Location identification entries
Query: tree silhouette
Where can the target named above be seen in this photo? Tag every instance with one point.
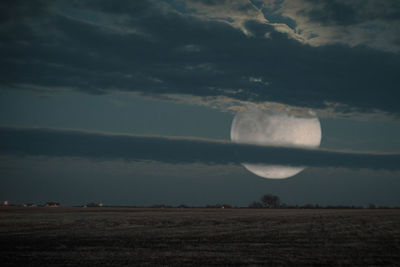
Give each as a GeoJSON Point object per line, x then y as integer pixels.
{"type": "Point", "coordinates": [270, 201]}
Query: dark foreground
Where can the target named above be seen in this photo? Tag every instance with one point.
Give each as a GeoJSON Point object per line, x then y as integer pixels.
{"type": "Point", "coordinates": [128, 236]}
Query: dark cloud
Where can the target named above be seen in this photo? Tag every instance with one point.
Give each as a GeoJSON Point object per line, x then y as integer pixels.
{"type": "Point", "coordinates": [341, 12]}
{"type": "Point", "coordinates": [97, 47]}
{"type": "Point", "coordinates": [63, 143]}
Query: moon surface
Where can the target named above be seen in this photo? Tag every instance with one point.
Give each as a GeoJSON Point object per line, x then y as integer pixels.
{"type": "Point", "coordinates": [257, 127]}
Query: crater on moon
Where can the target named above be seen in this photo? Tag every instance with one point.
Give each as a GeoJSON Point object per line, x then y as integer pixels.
{"type": "Point", "coordinates": [257, 127]}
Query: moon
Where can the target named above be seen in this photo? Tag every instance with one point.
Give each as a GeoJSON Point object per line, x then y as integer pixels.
{"type": "Point", "coordinates": [257, 127]}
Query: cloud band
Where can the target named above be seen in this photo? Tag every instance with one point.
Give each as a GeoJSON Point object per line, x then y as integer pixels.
{"type": "Point", "coordinates": [67, 143]}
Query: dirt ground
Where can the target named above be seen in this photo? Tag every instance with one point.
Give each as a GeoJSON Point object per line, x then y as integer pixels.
{"type": "Point", "coordinates": [138, 236]}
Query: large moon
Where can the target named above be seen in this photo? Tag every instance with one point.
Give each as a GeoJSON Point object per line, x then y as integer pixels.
{"type": "Point", "coordinates": [257, 127]}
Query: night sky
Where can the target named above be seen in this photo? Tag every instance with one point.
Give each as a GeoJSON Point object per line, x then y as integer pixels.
{"type": "Point", "coordinates": [131, 102]}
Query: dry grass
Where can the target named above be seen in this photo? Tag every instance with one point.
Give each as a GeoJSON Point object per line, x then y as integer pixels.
{"type": "Point", "coordinates": [119, 236]}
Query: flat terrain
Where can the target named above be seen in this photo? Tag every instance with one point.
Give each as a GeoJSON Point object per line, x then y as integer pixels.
{"type": "Point", "coordinates": [133, 236]}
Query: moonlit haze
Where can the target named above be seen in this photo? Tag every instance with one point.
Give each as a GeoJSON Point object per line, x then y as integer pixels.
{"type": "Point", "coordinates": [260, 128]}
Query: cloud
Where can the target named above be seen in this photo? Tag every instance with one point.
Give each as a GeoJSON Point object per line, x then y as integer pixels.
{"type": "Point", "coordinates": [166, 48]}
{"type": "Point", "coordinates": [66, 143]}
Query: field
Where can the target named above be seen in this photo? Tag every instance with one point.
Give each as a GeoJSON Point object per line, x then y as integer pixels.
{"type": "Point", "coordinates": [138, 236]}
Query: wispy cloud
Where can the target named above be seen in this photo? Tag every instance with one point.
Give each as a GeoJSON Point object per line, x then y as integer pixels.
{"type": "Point", "coordinates": [100, 146]}
{"type": "Point", "coordinates": [241, 51]}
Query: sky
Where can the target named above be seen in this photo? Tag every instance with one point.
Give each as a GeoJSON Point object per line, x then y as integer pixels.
{"type": "Point", "coordinates": [131, 102]}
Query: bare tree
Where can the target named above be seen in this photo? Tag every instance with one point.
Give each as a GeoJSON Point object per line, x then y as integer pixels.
{"type": "Point", "coordinates": [270, 201]}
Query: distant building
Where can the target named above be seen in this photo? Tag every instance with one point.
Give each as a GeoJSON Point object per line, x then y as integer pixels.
{"type": "Point", "coordinates": [52, 204]}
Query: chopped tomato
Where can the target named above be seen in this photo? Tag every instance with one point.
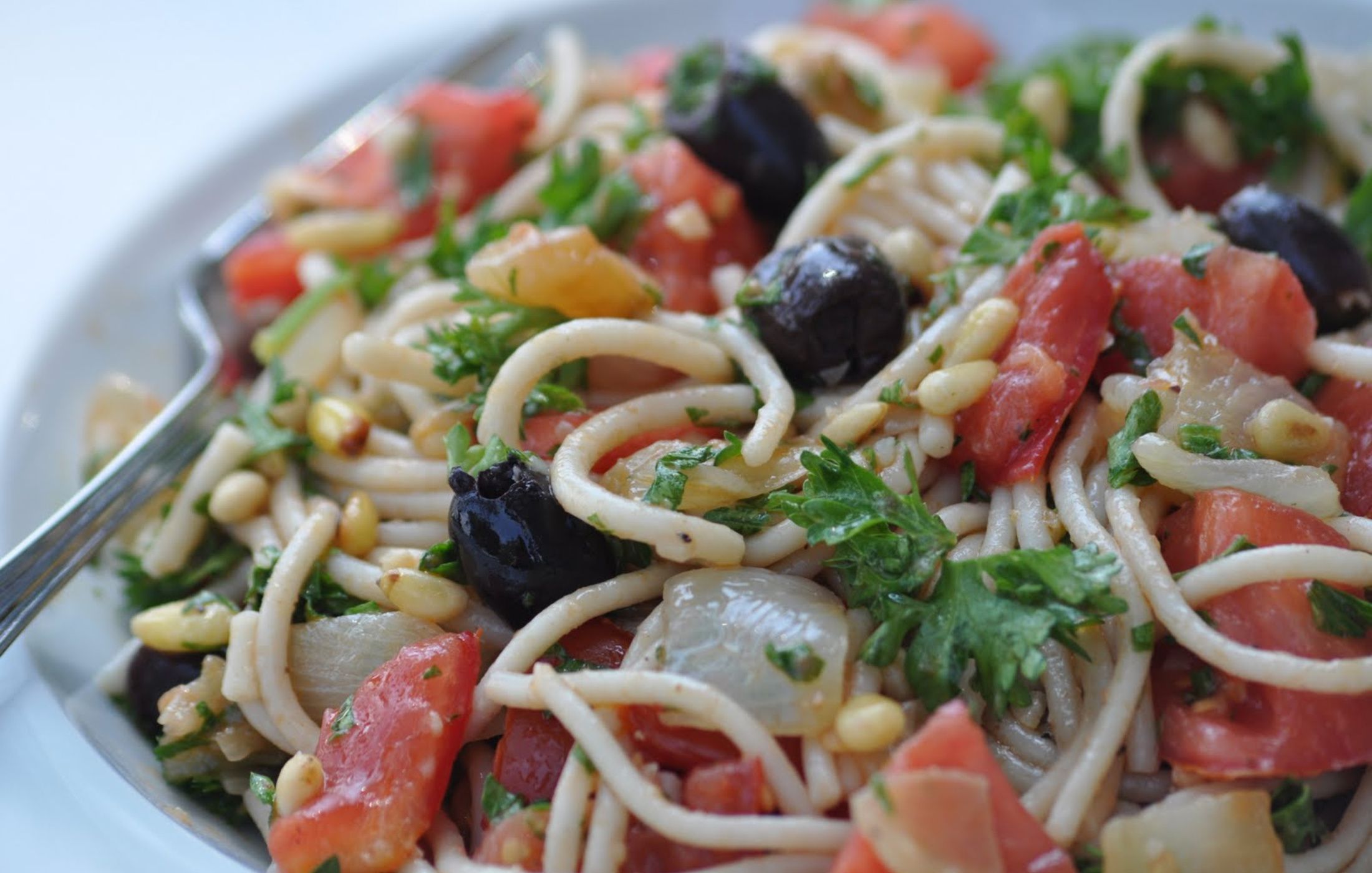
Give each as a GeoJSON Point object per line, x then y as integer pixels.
{"type": "Point", "coordinates": [261, 271]}
{"type": "Point", "coordinates": [1247, 728]}
{"type": "Point", "coordinates": [516, 841]}
{"type": "Point", "coordinates": [476, 137]}
{"type": "Point", "coordinates": [1252, 302]}
{"type": "Point", "coordinates": [1186, 179]}
{"type": "Point", "coordinates": [1352, 404]}
{"type": "Point", "coordinates": [545, 432]}
{"type": "Point", "coordinates": [648, 66]}
{"type": "Point", "coordinates": [673, 746]}
{"type": "Point", "coordinates": [917, 33]}
{"type": "Point", "coordinates": [534, 748]}
{"type": "Point", "coordinates": [1065, 301]}
{"type": "Point", "coordinates": [386, 774]}
{"type": "Point", "coordinates": [952, 741]}
{"type": "Point", "coordinates": [729, 788]}
{"type": "Point", "coordinates": [673, 175]}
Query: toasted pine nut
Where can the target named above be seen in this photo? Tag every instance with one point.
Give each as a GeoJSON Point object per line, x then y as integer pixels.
{"type": "Point", "coordinates": [301, 780]}
{"type": "Point", "coordinates": [338, 426]}
{"type": "Point", "coordinates": [869, 722]}
{"type": "Point", "coordinates": [1287, 432]}
{"type": "Point", "coordinates": [357, 526]}
{"type": "Point", "coordinates": [945, 392]}
{"type": "Point", "coordinates": [238, 497]}
{"type": "Point", "coordinates": [193, 625]}
{"type": "Point", "coordinates": [424, 595]}
{"type": "Point", "coordinates": [984, 331]}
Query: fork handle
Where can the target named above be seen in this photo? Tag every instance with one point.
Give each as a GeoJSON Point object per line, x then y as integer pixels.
{"type": "Point", "coordinates": [37, 569]}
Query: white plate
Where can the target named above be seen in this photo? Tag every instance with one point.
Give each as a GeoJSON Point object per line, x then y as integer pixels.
{"type": "Point", "coordinates": [122, 319]}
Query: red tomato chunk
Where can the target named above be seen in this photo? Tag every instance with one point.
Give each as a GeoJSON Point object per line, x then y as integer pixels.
{"type": "Point", "coordinates": [385, 778]}
{"type": "Point", "coordinates": [1065, 301]}
{"type": "Point", "coordinates": [1247, 728]}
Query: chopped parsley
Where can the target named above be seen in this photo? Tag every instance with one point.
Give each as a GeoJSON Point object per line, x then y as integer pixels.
{"type": "Point", "coordinates": [1338, 612]}
{"type": "Point", "coordinates": [581, 193]}
{"type": "Point", "coordinates": [746, 516]}
{"type": "Point", "coordinates": [215, 556]}
{"type": "Point", "coordinates": [1271, 114]}
{"type": "Point", "coordinates": [1143, 418]}
{"type": "Point", "coordinates": [867, 169]}
{"type": "Point", "coordinates": [1294, 819]}
{"type": "Point", "coordinates": [888, 547]}
{"type": "Point", "coordinates": [799, 662]}
{"type": "Point", "coordinates": [1205, 440]}
{"type": "Point", "coordinates": [344, 720]}
{"type": "Point", "coordinates": [1194, 260]}
{"type": "Point", "coordinates": [1142, 636]}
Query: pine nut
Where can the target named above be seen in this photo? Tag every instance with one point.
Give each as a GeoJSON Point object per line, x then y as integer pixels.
{"type": "Point", "coordinates": [342, 231]}
{"type": "Point", "coordinates": [301, 780]}
{"type": "Point", "coordinates": [424, 595]}
{"type": "Point", "coordinates": [238, 497]}
{"type": "Point", "coordinates": [193, 625]}
{"type": "Point", "coordinates": [910, 251]}
{"type": "Point", "coordinates": [945, 392]}
{"type": "Point", "coordinates": [357, 526]}
{"type": "Point", "coordinates": [1047, 100]}
{"type": "Point", "coordinates": [338, 427]}
{"type": "Point", "coordinates": [984, 331]}
{"type": "Point", "coordinates": [1286, 432]}
{"type": "Point", "coordinates": [869, 722]}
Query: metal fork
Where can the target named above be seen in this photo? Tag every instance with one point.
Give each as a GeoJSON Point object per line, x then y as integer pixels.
{"type": "Point", "coordinates": [37, 569]}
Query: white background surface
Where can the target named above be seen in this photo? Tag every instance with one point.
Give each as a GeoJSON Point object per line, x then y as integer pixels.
{"type": "Point", "coordinates": [109, 109]}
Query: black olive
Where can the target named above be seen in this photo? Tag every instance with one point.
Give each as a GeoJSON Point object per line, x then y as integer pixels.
{"type": "Point", "coordinates": [733, 113]}
{"type": "Point", "coordinates": [1331, 269]}
{"type": "Point", "coordinates": [152, 673]}
{"type": "Point", "coordinates": [829, 309]}
{"type": "Point", "coordinates": [518, 546]}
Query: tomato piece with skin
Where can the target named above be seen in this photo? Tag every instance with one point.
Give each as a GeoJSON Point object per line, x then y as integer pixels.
{"type": "Point", "coordinates": [534, 747]}
{"type": "Point", "coordinates": [951, 740]}
{"type": "Point", "coordinates": [918, 35]}
{"type": "Point", "coordinates": [1252, 302]}
{"type": "Point", "coordinates": [548, 430]}
{"type": "Point", "coordinates": [1187, 179]}
{"type": "Point", "coordinates": [1249, 728]}
{"type": "Point", "coordinates": [671, 175]}
{"type": "Point", "coordinates": [1350, 403]}
{"type": "Point", "coordinates": [476, 137]}
{"type": "Point", "coordinates": [261, 272]}
{"type": "Point", "coordinates": [1065, 298]}
{"type": "Point", "coordinates": [386, 776]}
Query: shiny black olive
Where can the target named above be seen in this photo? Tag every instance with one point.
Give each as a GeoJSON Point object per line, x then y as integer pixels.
{"type": "Point", "coordinates": [829, 309]}
{"type": "Point", "coordinates": [152, 673]}
{"type": "Point", "coordinates": [1331, 269]}
{"type": "Point", "coordinates": [733, 113]}
{"type": "Point", "coordinates": [518, 546]}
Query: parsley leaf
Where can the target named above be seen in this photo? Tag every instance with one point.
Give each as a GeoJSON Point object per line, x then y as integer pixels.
{"type": "Point", "coordinates": [670, 478]}
{"type": "Point", "coordinates": [884, 543]}
{"type": "Point", "coordinates": [344, 720]}
{"type": "Point", "coordinates": [1294, 819]}
{"type": "Point", "coordinates": [498, 802]}
{"type": "Point", "coordinates": [1205, 440]}
{"type": "Point", "coordinates": [1143, 418]}
{"type": "Point", "coordinates": [799, 662]}
{"type": "Point", "coordinates": [1338, 612]}
{"type": "Point", "coordinates": [216, 555]}
{"type": "Point", "coordinates": [746, 516]}
{"type": "Point", "coordinates": [1194, 260]}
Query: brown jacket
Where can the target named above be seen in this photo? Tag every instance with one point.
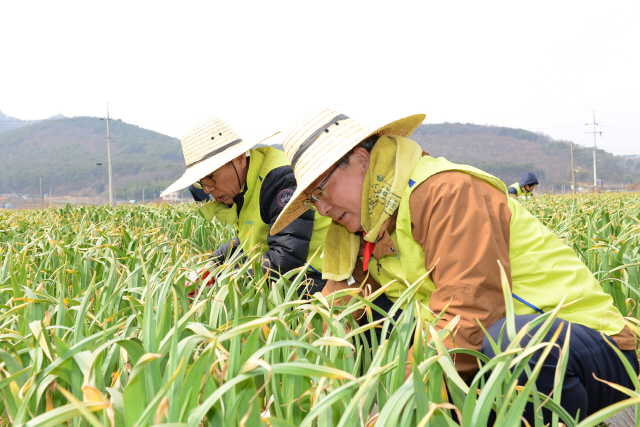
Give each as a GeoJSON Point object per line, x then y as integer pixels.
{"type": "Point", "coordinates": [462, 224]}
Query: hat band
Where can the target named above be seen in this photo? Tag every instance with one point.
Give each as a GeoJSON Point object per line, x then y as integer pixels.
{"type": "Point", "coordinates": [216, 151]}
{"type": "Point", "coordinates": [314, 136]}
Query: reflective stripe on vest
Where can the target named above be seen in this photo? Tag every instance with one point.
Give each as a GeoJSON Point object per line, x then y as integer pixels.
{"type": "Point", "coordinates": [543, 269]}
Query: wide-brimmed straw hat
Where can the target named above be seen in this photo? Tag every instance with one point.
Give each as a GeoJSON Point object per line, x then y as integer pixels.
{"type": "Point", "coordinates": [319, 141]}
{"type": "Point", "coordinates": [206, 147]}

▸ **SET PROBLEM**:
Exactly as written, give again every line from the one containing "Query: reflective stripe on vest" through the last line of the material above, and no other lines.

▸ **TASK SOLUTION**:
Query: reflective stripe on vest
Where can the target named above be seen in this photo? Tag every instance with one point.
Give each as a GeoJSON Point object per line, x then y as integer pixels.
{"type": "Point", "coordinates": [543, 269]}
Query: wide-brimmed straw hat
Where can the target named above be seen in this photo? Tag every instance with one point.
Give each as a GeoJSON Point object per line, x then y as integer pixels.
{"type": "Point", "coordinates": [319, 141]}
{"type": "Point", "coordinates": [206, 147]}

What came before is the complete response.